— start of Text segment —
The good news is that the Lakers are in agreement on what the problem is, but the bad news is that it’s not completely clear how easily they can fix it.

“I think it’s just as simple as making shots. We’re getting good looks. Everyone’s not shooting the ball very well, especially from three,” Lakers star Anthony Davis told reporters on Zoom after the team’s most recent loss to the Oklahoma City Thunder.

Not shooting the ball very well might be underselling it a tad. The Lakers’ loss to OKC on Thursday night was the third game in their last four tries in which they’ve set a new season-low in field-goal percentage, making just 35.2% of their shots, surpassing their previous lows against the Toronto Raptors (35.4%) and LA Clippers (39%). The game also saw the Lakers shoot the worst percentage they have on threes all year (13.5%), which has been another struggle for them in the bubble.

After making 35.5% of their triples before the season shut down, the Lakers are knocking down just 25.2% of them since. It’s destroyed the space they use to try and score, and left them with the worst offensive efficiency of any team in the bubble.

“I ain’t never missed this many threes in my life,” said Dion Waiters, who is not lying, because he’s shooting a career-low 16.7% from three right now. “I can get to the basket, but I ain’t never missed this many threes before. That’s just what’s frustrating right now.”

Waiters can take solace in the fact that he’s hardly alone. The struggles haven’t spared any Laker. Other than Kyle Kuzma (who is shooting 50% from distance in the bubble) and Anthony Davis (36.8%), every Laker is shooting worse on threes in Orlando than they were before they came to the bubble.

However, despite this team-wide skid, the Lakers are actually shooting more threes (34.8) in the bubble than they were before arriving at Disney World (31.4). Three-ish shots per game may not seem like much, but when you’re shooting as badly as the Lakers are, it makes a difference.Still, head coach Frank Vogel doesn’t sound worried about the number of threes the Lakers are taking so far. Earlier this week he said he was more concerned with the quality than the quantity of the looks, and that’s something he elaborated on after losing to the Thunder.
— end of Text segment —
— start of Record set —
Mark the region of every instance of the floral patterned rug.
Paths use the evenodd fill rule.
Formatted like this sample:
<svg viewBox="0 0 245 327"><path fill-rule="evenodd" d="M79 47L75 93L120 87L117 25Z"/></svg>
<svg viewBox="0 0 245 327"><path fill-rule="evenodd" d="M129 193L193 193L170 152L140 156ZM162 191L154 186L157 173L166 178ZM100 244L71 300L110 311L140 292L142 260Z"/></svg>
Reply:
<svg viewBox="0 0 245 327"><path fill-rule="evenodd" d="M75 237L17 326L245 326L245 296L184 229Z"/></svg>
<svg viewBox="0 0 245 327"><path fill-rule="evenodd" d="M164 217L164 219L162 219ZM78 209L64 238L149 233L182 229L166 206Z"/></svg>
— end of Record set —
_Written instruction A:_ Reproduce the entire listing above line for line, changing nothing.
_Written instruction B:_ Extend the passage about the Lakers' shooting slump in the bubble, beginning right after its final sentence.

_Exercise result A:_
Mark the region of every instance of the floral patterned rug.
Paths use the evenodd fill rule.
Formatted like this sample:
<svg viewBox="0 0 245 327"><path fill-rule="evenodd" d="M79 47L75 93L120 87L117 25Z"/></svg>
<svg viewBox="0 0 245 327"><path fill-rule="evenodd" d="M129 193L193 193L170 152L140 156ZM162 191L154 186L157 173L166 178ZM100 244L71 300L110 311L140 292L142 260Z"/></svg>
Reply:
<svg viewBox="0 0 245 327"><path fill-rule="evenodd" d="M75 237L17 326L245 326L245 296L184 229Z"/></svg>
<svg viewBox="0 0 245 327"><path fill-rule="evenodd" d="M164 217L164 219L162 219ZM78 209L64 238L149 233L182 229L166 206Z"/></svg>

_Exercise result B:_
“We’ve just got to continue to work for better shot quality,” Vogel said. “We’re continuing to miss open looks, which is leading to some frustration and a shorter fuse for the patience necessary to work for great shots. It’s just a matter of time before shots start going in.”

 

The numbers behind what Vogel is getting at don’t exactly paint a clear picture. The Lakers are taking a slightly higher percentage of shots against what NBA.com classifies as “very tight defense,” and getting slightly less “wide-open” looks, but the difference is only about 2% for both, not really enough to fully account for their struggles. The team is also getting a higher percentage of their shots via catch-and-shoot opportunities (32.4%) than they were before going to Orlando (28.4%), attempts which should theoretically be easier.

Playing against all playoff teams so far after an unprecedented, four-month hiatus of course makes things more difficult, but other teams haven’t seen their offenses crater to the same degree, and the Lakers are getting the looks they want. That last part is why Davis says that when he’s talking to his teammates on the bench about the misses during games, their conversations have been optimistic.

“We’re happy it’s happening now and not later in the playoffs,” Davis said. “At some point in time, we’re going to have a game where we make 20-25 threes... We just have to stay the course and keep shooting the basketball.”

“When you put in the work, you’re okay with the result, whether it’s make or miss,” added LeBron James. “I know my guys have put in the work, I know I’ve put in the work, so make or miss, you can be okay with the results. It’s only when you do not put the time, you do not commit to the game, you do not put the time into your body, and things of that nature, that you can start second-guessing what is going on. But when you put in the hours and put in the reps, you don’t worry about it too much, whether you’re making or missing. You just continue to go after it.”There are reasons for hope. While the Lakers’ offense has fallen off of a cliff, through the ground, and melted into the magma contained within the planet’s core, their defense has stayed steady. They had third-best defense before the season came to a halt, and still do. The Lakers have actually gotten stingier, holding teams to 102.4 points per 100 possessions after allowing 105.5 all season.

“I think we’re fine. I don’t think this is anything eye-opening or something that we need to be afraid of,” Davis said. “If our defense was bad, I think we’d be a little more in shock about our team and where we are but I think our defense is where want it to be. I mean, we clinched first. We’re fine. Obviously we want to win games and improve, but we just want to continue to stay sharp and continue sharpen our tools going into the postseason.”

 

And to Davis’ point, this is not a playoff rotation. James is playing slightly less minutes than he was in the regular season, but for the most part Vogel is playing about the same amount of guys, with seven players averaging more than 19 minutes per game, which is the same as it was before the hiatus. The Lakers are very much continuing to experiment, with some tests going more successfully than others.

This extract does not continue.